● **Goal of the exercise**:
The entries shown below are to be printed in full, unaltered.

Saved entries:
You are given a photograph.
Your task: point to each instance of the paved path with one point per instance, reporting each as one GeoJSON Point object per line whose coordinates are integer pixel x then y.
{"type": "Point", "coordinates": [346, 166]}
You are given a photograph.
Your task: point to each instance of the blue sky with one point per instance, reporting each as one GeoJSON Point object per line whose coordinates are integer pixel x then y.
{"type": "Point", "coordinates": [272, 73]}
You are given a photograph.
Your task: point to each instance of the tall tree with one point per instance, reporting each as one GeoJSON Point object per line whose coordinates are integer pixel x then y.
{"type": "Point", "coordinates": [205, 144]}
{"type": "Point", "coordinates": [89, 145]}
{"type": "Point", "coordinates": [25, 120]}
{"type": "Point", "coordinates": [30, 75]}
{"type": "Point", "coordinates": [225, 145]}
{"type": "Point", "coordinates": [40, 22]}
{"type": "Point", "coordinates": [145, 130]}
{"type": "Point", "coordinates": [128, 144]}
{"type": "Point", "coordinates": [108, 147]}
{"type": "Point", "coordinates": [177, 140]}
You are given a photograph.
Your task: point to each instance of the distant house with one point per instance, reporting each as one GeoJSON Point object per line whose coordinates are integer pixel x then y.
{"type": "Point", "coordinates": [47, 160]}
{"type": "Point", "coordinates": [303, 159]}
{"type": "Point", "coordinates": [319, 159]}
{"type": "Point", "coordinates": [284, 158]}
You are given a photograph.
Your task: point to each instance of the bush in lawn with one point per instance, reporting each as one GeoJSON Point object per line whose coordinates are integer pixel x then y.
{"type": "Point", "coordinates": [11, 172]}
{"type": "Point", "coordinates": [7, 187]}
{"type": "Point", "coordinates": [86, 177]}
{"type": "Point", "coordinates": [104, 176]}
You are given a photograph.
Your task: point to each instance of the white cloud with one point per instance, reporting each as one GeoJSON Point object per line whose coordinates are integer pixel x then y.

● **The completed task**:
You are given a photograph.
Your task: point to each instance of the paved path with one point per instance, reporting each as one GeoJSON Point object per line whose coordinates are integer pixel x then y.
{"type": "Point", "coordinates": [346, 166]}
You are given a photograph.
Your task: point to each instance of the blue sky with one point per instance, reporting each as one GeoJSON Point object per line whose coordinates are integer pixel x then y.
{"type": "Point", "coordinates": [272, 73]}
You are given a photograph.
Your task: point to each instance of the tall tree with one point per instance, reporting each as one GeoJSON Point object per line whose coordinates are integer pixel x then y.
{"type": "Point", "coordinates": [205, 144]}
{"type": "Point", "coordinates": [89, 145]}
{"type": "Point", "coordinates": [25, 120]}
{"type": "Point", "coordinates": [30, 75]}
{"type": "Point", "coordinates": [225, 145]}
{"type": "Point", "coordinates": [40, 22]}
{"type": "Point", "coordinates": [145, 130]}
{"type": "Point", "coordinates": [128, 144]}
{"type": "Point", "coordinates": [108, 147]}
{"type": "Point", "coordinates": [177, 140]}
You are given a photograph.
Your task: point to each instance of the distant house with one point per instance, reporting each as one GeoJSON Point object per line whose coordinates are integer pixel x then y.
{"type": "Point", "coordinates": [47, 160]}
{"type": "Point", "coordinates": [303, 159]}
{"type": "Point", "coordinates": [319, 159]}
{"type": "Point", "coordinates": [284, 158]}
You are given a photograph.
Your task: point to each instance of the bush in lawn with one point per instance, reporting each as one GeoJSON Point object per line whose coordinates are integer pixel x then y.
{"type": "Point", "coordinates": [11, 172]}
{"type": "Point", "coordinates": [7, 187]}
{"type": "Point", "coordinates": [86, 177]}
{"type": "Point", "coordinates": [104, 176]}
You are given a photograph.
Your task: point to each instance of the white cloud with one point per instance, reporting each as one GeoJSON Point object per line whose coordinates are integer pixel x then y.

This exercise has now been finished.